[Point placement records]
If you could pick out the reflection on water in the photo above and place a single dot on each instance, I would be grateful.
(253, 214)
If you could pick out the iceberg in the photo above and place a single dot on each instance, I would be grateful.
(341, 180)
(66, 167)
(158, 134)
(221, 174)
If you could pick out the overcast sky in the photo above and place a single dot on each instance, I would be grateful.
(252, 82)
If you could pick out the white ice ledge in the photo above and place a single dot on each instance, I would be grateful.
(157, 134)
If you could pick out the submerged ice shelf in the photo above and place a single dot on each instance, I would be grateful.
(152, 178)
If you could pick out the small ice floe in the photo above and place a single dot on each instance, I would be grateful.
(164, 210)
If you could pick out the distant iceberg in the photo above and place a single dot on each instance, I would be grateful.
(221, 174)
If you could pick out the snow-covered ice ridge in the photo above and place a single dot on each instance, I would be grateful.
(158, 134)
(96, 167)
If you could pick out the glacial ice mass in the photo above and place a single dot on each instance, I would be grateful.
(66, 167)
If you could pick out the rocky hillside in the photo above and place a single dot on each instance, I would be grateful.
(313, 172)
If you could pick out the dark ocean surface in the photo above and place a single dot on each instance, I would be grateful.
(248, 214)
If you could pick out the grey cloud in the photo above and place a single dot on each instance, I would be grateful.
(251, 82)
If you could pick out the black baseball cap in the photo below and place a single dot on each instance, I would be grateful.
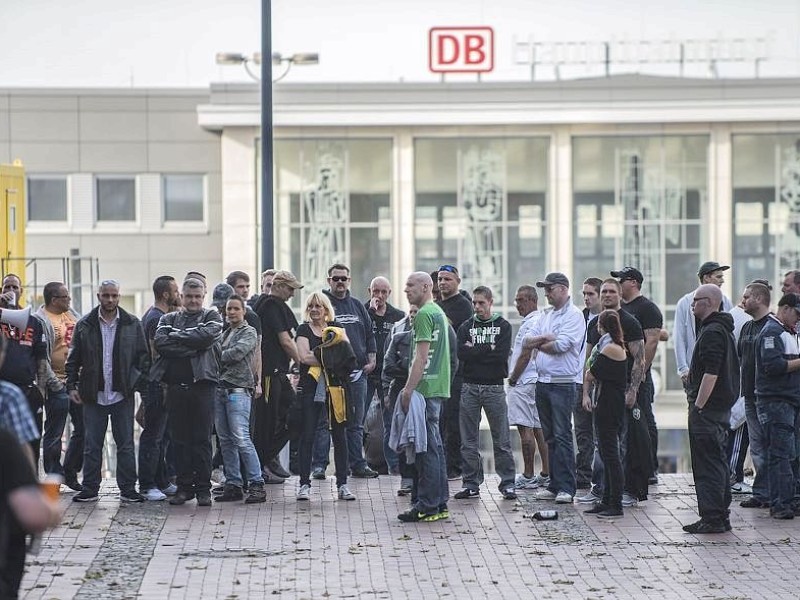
(626, 273)
(554, 279)
(710, 267)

▶ [Given task]
Arrange all of the records above as a two-column CSV with the header row label_text,points. Give one row per record, with its wording and its answer each in a single quoted field, replace line breaks with spaces, and leave the pictures out.

▶ [The result]
label_text,points
"If you could pick out the reflection on water in the photo above and place a single dot on each instance, I would be grateful.","(253, 214)"
"If you could pick out the iceberg in the photo above and place a single dot on each instance, I would be grateful.","(341, 180) (66, 167) (158, 134) (221, 174)"
"If you could pick out the overcast sky in the photo above and place a single dot on each instance, I would be grateful.","(252, 82)"
"If you could pick out the white ice ledge in the photo above and place a single dot on each instance, I would be grateful.","(157, 134)"
"If you could pick out the submerged ice shelf in the photo above and place a single dot on each instance, I would be grateful.","(152, 178)"
"If you could pick out the small ice floe in the photo above and place a single dot on each instance, I would be grateful.","(164, 210)"
"If you could pick out the distant iceberg in the photo above and place a single dot on each instance, I would be grateful.","(221, 174)"
"If you could pick out the snow-covered ice ridge in the photo above and place a single dot on each instance, I would be grateful.","(158, 134) (96, 167)"
"If you could pick out the glacial ice mass in the photo above and place a single dot on each instance, I would be grateful.","(66, 167)"
"If you could pick out the rocky hillside in the photo above and place a single dot on each instance, I would be grateful.","(313, 172)"
"If you could pick out the dark ocean surface in the photo above and place a single dot on each instance, I would be grateful.","(248, 214)"
"If you could pick out the grey cloud in the photo above and place a single dot on each instance, I would be grateful.","(251, 82)"
"If you could pick out the black baseball cap in the photo below and place a single dot on each instance, I would be grateful.","(626, 273) (554, 279) (710, 267)"